INSTRUCTIONS FOR THE TASK: The records below are to be restated word for word, with their images omitted.

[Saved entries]

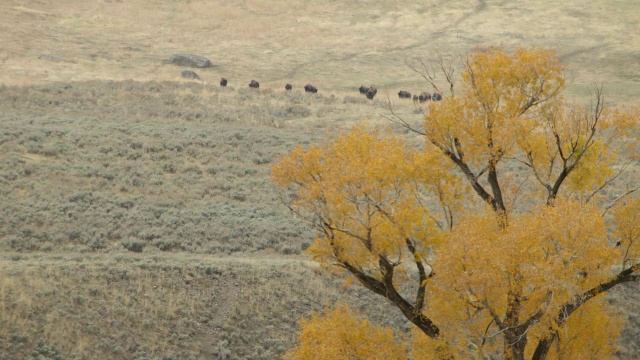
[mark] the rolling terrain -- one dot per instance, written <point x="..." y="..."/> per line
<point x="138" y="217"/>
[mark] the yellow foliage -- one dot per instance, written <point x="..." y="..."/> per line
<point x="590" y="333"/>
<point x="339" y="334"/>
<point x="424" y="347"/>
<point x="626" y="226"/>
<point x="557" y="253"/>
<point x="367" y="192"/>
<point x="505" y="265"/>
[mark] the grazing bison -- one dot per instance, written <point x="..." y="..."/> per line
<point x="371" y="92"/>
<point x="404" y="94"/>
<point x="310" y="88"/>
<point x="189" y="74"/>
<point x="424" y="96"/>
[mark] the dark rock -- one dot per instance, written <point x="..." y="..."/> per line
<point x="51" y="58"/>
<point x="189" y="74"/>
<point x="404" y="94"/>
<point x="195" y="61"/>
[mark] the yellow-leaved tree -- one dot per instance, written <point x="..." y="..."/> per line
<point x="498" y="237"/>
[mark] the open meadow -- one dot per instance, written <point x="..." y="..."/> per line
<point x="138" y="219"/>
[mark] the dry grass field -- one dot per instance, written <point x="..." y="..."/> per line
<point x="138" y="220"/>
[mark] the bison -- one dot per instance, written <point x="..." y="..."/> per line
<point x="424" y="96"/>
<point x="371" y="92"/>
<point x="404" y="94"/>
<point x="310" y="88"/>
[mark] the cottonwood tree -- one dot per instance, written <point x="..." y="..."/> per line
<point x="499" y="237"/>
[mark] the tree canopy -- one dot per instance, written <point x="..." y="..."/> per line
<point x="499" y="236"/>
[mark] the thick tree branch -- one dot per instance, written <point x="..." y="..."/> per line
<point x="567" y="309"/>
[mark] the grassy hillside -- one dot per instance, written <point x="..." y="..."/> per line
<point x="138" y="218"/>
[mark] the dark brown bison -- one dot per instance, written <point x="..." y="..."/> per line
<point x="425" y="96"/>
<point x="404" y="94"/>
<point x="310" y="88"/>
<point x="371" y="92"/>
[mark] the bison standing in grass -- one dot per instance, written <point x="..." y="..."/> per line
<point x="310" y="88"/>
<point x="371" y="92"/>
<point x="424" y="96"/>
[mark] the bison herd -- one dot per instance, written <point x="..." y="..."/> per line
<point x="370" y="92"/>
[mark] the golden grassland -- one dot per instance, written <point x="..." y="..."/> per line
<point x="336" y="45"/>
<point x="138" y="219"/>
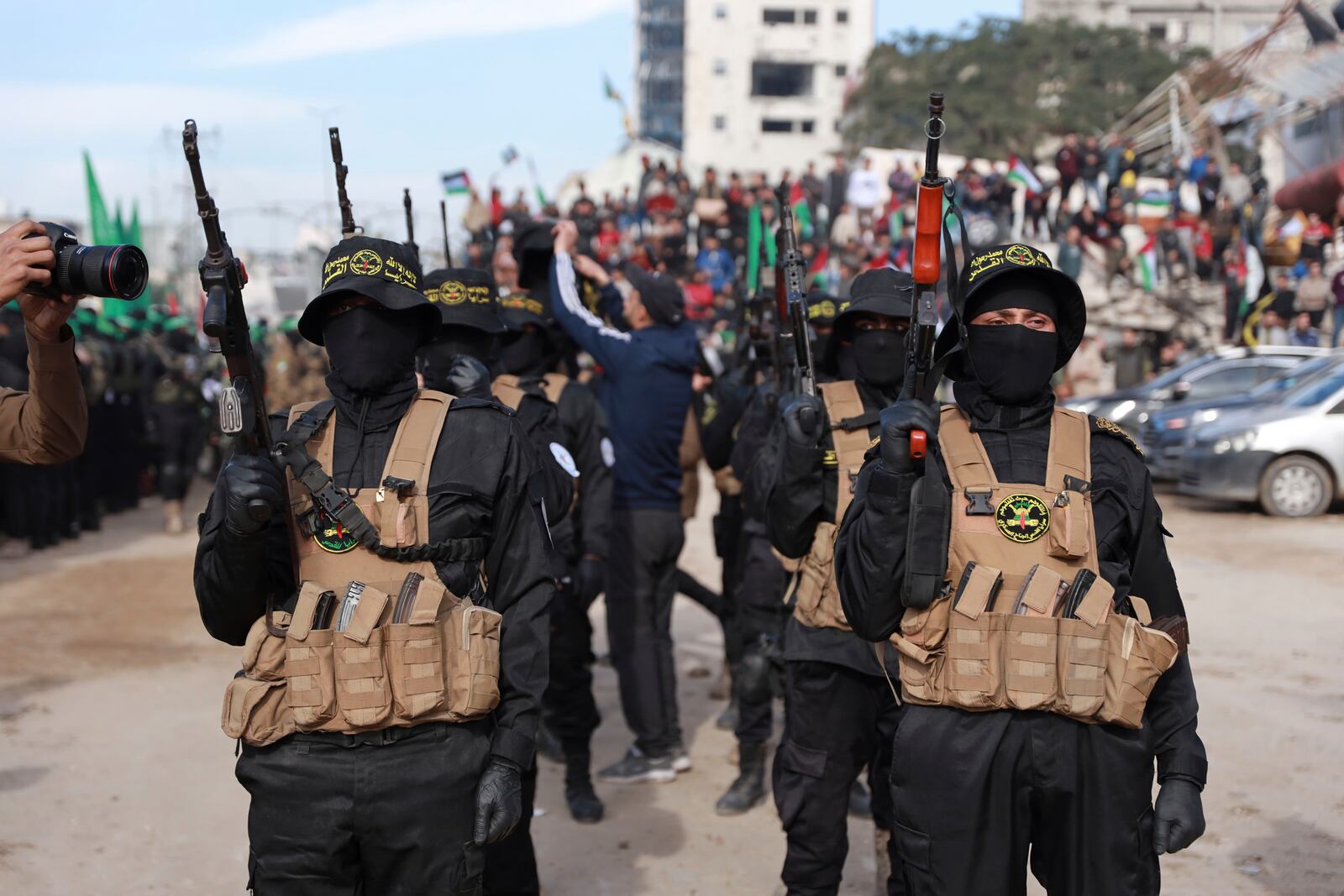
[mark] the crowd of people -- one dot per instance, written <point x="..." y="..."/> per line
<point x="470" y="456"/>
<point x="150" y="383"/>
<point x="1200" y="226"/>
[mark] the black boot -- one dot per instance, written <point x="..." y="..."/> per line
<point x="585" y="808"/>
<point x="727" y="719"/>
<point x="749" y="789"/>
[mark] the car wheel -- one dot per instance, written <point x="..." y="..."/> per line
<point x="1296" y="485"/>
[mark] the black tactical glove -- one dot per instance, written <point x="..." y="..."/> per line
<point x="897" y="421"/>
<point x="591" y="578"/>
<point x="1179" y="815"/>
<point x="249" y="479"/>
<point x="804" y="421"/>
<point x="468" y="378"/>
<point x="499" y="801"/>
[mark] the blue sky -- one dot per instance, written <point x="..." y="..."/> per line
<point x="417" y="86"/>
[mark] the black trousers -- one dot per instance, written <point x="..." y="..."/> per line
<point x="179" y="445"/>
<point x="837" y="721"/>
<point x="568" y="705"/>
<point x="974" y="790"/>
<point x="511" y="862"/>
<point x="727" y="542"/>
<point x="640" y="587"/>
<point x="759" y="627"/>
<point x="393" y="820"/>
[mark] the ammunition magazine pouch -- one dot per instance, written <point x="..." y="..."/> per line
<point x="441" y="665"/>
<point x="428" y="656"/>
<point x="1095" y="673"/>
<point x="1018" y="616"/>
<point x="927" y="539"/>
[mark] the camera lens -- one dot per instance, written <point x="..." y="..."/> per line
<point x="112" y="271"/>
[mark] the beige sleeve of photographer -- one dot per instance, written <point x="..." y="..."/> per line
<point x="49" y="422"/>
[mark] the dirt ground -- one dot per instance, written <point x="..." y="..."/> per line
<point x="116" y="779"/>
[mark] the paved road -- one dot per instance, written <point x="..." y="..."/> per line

TASK SOLUTION:
[mark] the rolling terrain -- one dot per instance, written <point x="..." y="..."/> per line
<point x="138" y="217"/>
[mark] the yellow foliage -- one dot per instance, written <point x="..." y="..."/> per line
<point x="590" y="333"/>
<point x="339" y="334"/>
<point x="424" y="347"/>
<point x="626" y="226"/>
<point x="557" y="253"/>
<point x="367" y="192"/>
<point x="505" y="265"/>
[mark] the grazing bison -- one dot per instance, written <point x="..." y="..."/> per line
<point x="371" y="92"/>
<point x="404" y="94"/>
<point x="310" y="88"/>
<point x="189" y="74"/>
<point x="424" y="96"/>
[mark] the dark rock -- one dot per instance, written <point x="..." y="..."/> per line
<point x="51" y="58"/>
<point x="189" y="74"/>
<point x="404" y="94"/>
<point x="195" y="61"/>
[mark] the yellow-leaved tree -- one dot per instance, written <point x="..." y="..."/> per line
<point x="498" y="237"/>
[mark] the open meadow -- one dot per instance, written <point x="..." y="..."/> per line
<point x="138" y="219"/>
[mark] the dry grass field -- one dot per instance, written <point x="..." y="..."/> per line
<point x="138" y="220"/>
[mark] the bison -- one dot per instance, written <point x="..." y="..."/> per line
<point x="424" y="96"/>
<point x="371" y="92"/>
<point x="404" y="94"/>
<point x="310" y="88"/>
[mark] the cottonwood tree -- one dot per instance, written <point x="..." y="..."/> per line
<point x="499" y="237"/>
[mark] the tree canopy -- one dot per instance, written <point x="..." y="..."/> per line
<point x="499" y="236"/>
[mark] the thick tree branch -- one dot per instance, written <point x="..." y="..."/> per line
<point x="567" y="309"/>
[mark] the grassy hillside -- one dot per instance, written <point x="..." y="..."/> per line
<point x="138" y="218"/>
[mark] the dark brown bison -- one dot per instance, written <point x="..." y="..."/> per line
<point x="425" y="96"/>
<point x="404" y="94"/>
<point x="310" y="88"/>
<point x="371" y="92"/>
[mark] the bison standing in grass -- one dot per instance, written <point x="..." y="..."/> per line
<point x="310" y="88"/>
<point x="371" y="92"/>
<point x="424" y="96"/>
[mark] the bison herd -- one dot per instance, written <point x="..." y="..."/> per line
<point x="370" y="92"/>
[mark] the golden grassland -- one dot per instance, written <point x="..." y="..."/> per line
<point x="336" y="45"/>
<point x="138" y="219"/>
[mark] the crowd of people -- one dot per instance, written <point x="..." y="..."/> per line
<point x="470" y="456"/>
<point x="150" y="383"/>
<point x="1200" y="226"/>
[mark] the black boot -- one dot per instance, written <point x="..." y="..."/> per line
<point x="585" y="808"/>
<point x="727" y="719"/>
<point x="749" y="789"/>
[mark] the car wheel -- one dot per instance, written <point x="..." y="..."/> per line
<point x="1296" y="485"/>
[mark] the black tactical glove -- one dot per instance, written <point x="..." y="..."/> per line
<point x="897" y="421"/>
<point x="591" y="578"/>
<point x="1179" y="815"/>
<point x="249" y="479"/>
<point x="804" y="421"/>
<point x="468" y="378"/>
<point x="499" y="801"/>
[mark] the blue sky -- one dot per instance, written <point x="..." y="..."/> per line
<point x="417" y="86"/>
[mark] the black trousers -- one dot per instance, written <point x="..." y="..."/> per line
<point x="179" y="445"/>
<point x="837" y="721"/>
<point x="568" y="705"/>
<point x="974" y="790"/>
<point x="511" y="862"/>
<point x="727" y="542"/>
<point x="640" y="587"/>
<point x="759" y="627"/>
<point x="393" y="820"/>
[mark] the ammunition magazine pouch -- one dot per instance, written <point x="..." y="..."/> per line
<point x="441" y="665"/>
<point x="428" y="656"/>
<point x="1095" y="673"/>
<point x="1018" y="616"/>
<point x="927" y="539"/>
[mark] the camera lens -- one dot per instance, written <point x="..." y="..."/> per line
<point x="112" y="271"/>
[mark] the beige sleeve of photographer -- one dot per instance, written <point x="..." y="..."/> per line
<point x="49" y="422"/>
[mark] the dirt ground -- one dot per instance, written <point x="..." y="..."/> per line
<point x="116" y="779"/>
[mark] the paved road -- one dot per instance, written <point x="..." y="..."/> per line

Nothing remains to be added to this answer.